### [PROBLEM STATEMENT]
Search the listing for the word "instance". Copy every line where it is found.
#####
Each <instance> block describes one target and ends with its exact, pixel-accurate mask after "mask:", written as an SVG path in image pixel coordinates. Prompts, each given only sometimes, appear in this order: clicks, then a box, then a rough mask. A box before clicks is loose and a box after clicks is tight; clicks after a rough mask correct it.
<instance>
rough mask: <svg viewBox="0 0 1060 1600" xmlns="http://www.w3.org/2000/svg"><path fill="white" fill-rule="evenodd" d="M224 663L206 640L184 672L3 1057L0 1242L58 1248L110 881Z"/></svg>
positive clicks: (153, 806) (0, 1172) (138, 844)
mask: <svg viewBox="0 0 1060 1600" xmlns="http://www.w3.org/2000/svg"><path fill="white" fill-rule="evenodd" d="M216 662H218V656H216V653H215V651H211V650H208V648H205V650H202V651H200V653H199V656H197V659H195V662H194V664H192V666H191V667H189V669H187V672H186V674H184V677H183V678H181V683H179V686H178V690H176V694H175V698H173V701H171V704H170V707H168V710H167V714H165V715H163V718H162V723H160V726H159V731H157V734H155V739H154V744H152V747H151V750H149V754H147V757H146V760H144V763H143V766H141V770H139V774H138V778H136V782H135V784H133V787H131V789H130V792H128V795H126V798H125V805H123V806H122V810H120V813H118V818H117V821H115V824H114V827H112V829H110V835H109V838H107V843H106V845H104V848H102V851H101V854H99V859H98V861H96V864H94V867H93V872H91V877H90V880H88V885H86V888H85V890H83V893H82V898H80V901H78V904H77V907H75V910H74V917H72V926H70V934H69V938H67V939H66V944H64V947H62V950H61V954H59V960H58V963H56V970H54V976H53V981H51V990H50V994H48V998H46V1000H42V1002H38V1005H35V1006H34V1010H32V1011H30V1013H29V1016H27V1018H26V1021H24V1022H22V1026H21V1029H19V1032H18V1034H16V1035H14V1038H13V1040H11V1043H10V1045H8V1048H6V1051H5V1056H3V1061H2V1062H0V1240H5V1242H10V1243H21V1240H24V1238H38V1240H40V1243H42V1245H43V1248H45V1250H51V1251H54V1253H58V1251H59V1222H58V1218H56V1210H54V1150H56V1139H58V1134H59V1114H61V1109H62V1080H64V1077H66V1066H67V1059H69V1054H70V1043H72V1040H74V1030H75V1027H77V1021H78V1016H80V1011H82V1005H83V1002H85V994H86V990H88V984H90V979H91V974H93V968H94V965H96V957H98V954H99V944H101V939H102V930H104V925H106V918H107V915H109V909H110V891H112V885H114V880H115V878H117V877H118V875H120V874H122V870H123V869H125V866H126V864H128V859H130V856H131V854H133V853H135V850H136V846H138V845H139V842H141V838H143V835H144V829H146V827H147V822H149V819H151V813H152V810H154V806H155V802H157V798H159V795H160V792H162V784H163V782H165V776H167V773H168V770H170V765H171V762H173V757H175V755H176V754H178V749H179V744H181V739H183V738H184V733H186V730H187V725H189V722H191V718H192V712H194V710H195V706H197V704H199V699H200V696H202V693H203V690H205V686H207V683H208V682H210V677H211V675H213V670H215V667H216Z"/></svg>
#####
### [OUTPUT BELOW]
Each <instance> block describes one target and ends with its exact, pixel-accurate mask after "mask:", written as an SVG path in image pixel coordinates. Prompts, each given only sometimes, appear in this order: clicks, then a box, then a rough mask. A box before clicks is loose and a box after clicks is tight; clicks after a rough mask correct it.
<instance>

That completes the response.